**Work order**
Under this line are records; the part from the line containing "Target: leafy tree" through the line containing "Target: reflected forest" should be repeated exactly. Please exclude pictures.

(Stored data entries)

══════

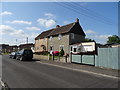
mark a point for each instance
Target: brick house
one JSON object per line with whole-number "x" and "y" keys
{"x": 41, "y": 42}
{"x": 13, "y": 48}
{"x": 61, "y": 37}
{"x": 26, "y": 46}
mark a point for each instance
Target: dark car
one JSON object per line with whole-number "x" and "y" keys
{"x": 13, "y": 55}
{"x": 24, "y": 54}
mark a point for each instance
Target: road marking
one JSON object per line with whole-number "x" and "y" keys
{"x": 114, "y": 77}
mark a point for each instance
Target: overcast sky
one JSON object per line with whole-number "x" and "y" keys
{"x": 28, "y": 19}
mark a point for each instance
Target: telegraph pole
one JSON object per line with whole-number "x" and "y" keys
{"x": 27, "y": 40}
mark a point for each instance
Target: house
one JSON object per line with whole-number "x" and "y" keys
{"x": 63, "y": 36}
{"x": 41, "y": 42}
{"x": 60, "y": 37}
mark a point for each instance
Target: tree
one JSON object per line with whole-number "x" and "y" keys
{"x": 62, "y": 52}
{"x": 113, "y": 39}
{"x": 89, "y": 40}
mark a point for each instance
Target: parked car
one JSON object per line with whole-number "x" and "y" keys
{"x": 24, "y": 54}
{"x": 56, "y": 53}
{"x": 13, "y": 55}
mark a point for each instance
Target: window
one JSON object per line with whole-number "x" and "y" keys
{"x": 59, "y": 36}
{"x": 72, "y": 36}
{"x": 50, "y": 37}
{"x": 71, "y": 48}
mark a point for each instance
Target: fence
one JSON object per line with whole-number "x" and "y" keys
{"x": 107, "y": 57}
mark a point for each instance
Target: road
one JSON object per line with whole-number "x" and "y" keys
{"x": 30, "y": 74}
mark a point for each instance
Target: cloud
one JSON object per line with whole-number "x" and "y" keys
{"x": 33, "y": 28}
{"x": 47, "y": 23}
{"x": 83, "y": 3}
{"x": 20, "y": 22}
{"x": 49, "y": 15}
{"x": 8, "y": 30}
{"x": 90, "y": 32}
{"x": 6, "y": 13}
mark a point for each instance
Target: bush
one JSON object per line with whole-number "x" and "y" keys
{"x": 56, "y": 53}
{"x": 62, "y": 52}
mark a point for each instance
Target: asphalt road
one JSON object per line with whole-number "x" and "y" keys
{"x": 30, "y": 74}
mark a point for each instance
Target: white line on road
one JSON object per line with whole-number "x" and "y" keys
{"x": 114, "y": 77}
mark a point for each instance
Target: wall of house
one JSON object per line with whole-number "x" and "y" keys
{"x": 77, "y": 38}
{"x": 55, "y": 42}
{"x": 40, "y": 42}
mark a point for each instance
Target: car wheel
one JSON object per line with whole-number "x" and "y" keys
{"x": 21, "y": 58}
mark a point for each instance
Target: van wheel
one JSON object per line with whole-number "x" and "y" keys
{"x": 21, "y": 58}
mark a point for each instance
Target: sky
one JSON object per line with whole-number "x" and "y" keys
{"x": 28, "y": 19}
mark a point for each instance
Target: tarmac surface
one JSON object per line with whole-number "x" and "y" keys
{"x": 54, "y": 74}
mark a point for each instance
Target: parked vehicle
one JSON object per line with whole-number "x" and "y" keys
{"x": 24, "y": 54}
{"x": 13, "y": 55}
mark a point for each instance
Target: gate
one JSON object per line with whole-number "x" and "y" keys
{"x": 84, "y": 59}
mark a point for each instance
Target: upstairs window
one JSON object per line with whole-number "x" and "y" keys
{"x": 72, "y": 36}
{"x": 59, "y": 37}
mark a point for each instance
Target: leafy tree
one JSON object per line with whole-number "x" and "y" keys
{"x": 89, "y": 40}
{"x": 113, "y": 39}
{"x": 62, "y": 52}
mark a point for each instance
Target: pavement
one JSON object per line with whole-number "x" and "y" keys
{"x": 54, "y": 74}
{"x": 83, "y": 68}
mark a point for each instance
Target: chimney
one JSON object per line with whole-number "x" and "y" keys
{"x": 77, "y": 20}
{"x": 57, "y": 26}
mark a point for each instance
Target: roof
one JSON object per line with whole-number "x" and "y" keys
{"x": 72, "y": 27}
{"x": 31, "y": 44}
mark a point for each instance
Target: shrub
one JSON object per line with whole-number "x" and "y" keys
{"x": 62, "y": 52}
{"x": 56, "y": 53}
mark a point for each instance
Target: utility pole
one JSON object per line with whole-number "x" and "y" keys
{"x": 27, "y": 40}
{"x": 16, "y": 41}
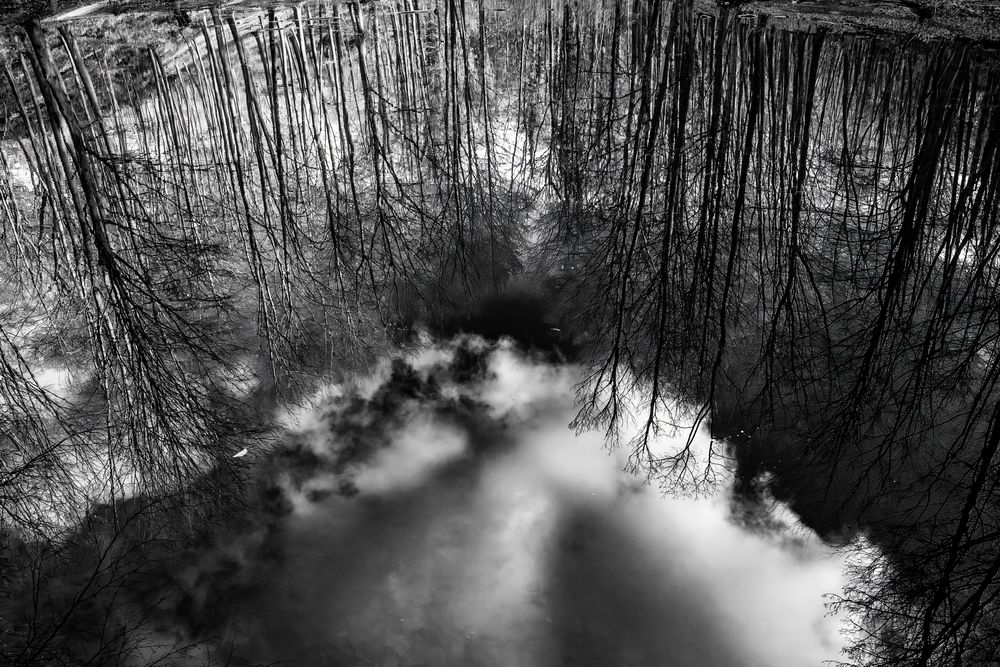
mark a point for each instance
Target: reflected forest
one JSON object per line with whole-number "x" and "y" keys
{"x": 500, "y": 332}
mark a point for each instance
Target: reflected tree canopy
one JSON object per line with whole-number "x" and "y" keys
{"x": 792, "y": 227}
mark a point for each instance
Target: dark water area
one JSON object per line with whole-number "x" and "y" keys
{"x": 349, "y": 318}
{"x": 530, "y": 319}
{"x": 439, "y": 519}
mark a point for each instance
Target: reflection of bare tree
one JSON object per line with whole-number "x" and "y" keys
{"x": 797, "y": 228}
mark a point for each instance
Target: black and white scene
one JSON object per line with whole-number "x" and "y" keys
{"x": 500, "y": 333}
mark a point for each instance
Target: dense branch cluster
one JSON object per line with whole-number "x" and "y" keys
{"x": 798, "y": 227}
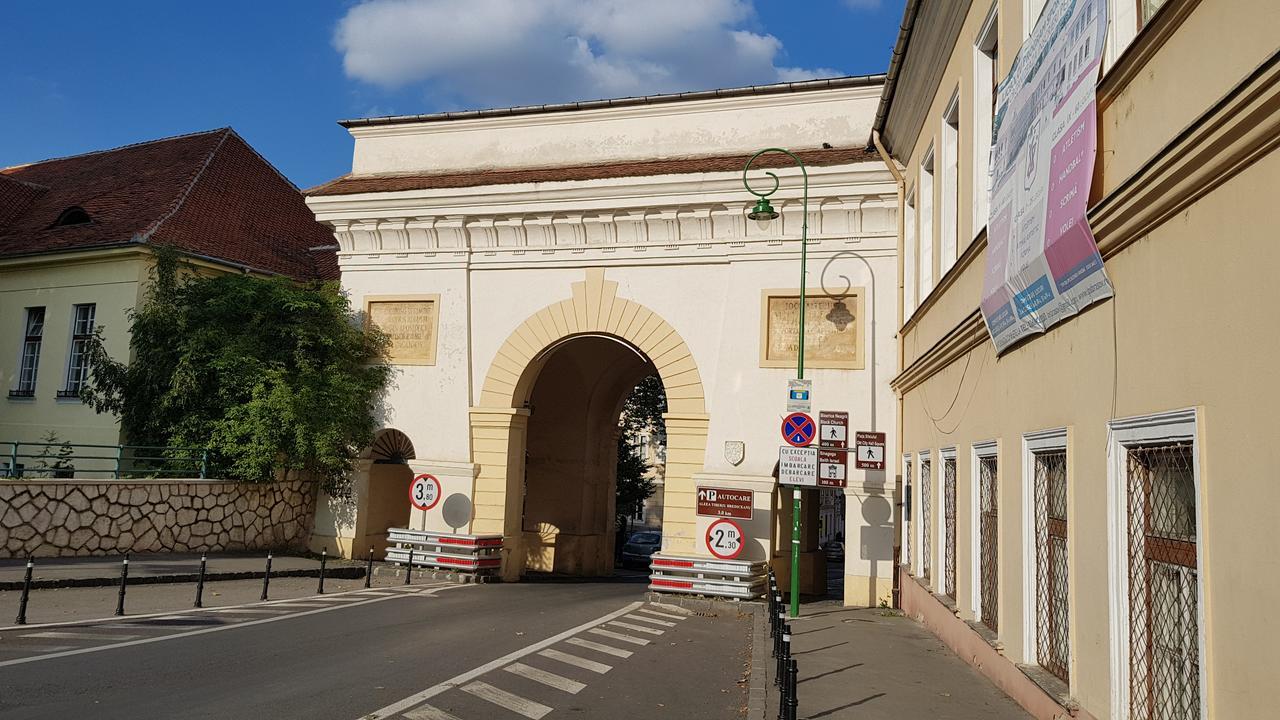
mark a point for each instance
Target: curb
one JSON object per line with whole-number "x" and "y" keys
{"x": 757, "y": 697}
{"x": 343, "y": 573}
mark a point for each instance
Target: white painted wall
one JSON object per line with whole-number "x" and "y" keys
{"x": 699, "y": 127}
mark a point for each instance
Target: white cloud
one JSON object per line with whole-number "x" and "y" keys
{"x": 513, "y": 51}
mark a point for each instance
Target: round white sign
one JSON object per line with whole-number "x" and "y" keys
{"x": 725, "y": 538}
{"x": 424, "y": 492}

══════

**Answer for this exercise**
Target: leafy tree
one JSON object per line with whole-number "x" and "y" keys
{"x": 89, "y": 40}
{"x": 113, "y": 39}
{"x": 62, "y": 52}
mark a point for each instance
Target: pavement
one JSON object per line with whole-number "x" and "y" keys
{"x": 54, "y": 74}
{"x": 83, "y": 68}
mark a point for each instance
Target: chimney
one JSON object per line with whole-number "x" and "y" keys
{"x": 77, "y": 20}
{"x": 57, "y": 26}
mark a point for each instance
Target: roof
one JSON object per line with whole-number "x" and "y" keys
{"x": 72, "y": 27}
{"x": 31, "y": 44}
mark a point for each instance
Target: shrub
one JSON object per line with whole-number "x" and "y" keys
{"x": 62, "y": 52}
{"x": 56, "y": 53}
mark a point for each instance
Target: utility pole
one JSON object per line with whole-number "x" and "y" keys
{"x": 27, "y": 40}
{"x": 16, "y": 41}
mark a point for each instance
Target: reflected forest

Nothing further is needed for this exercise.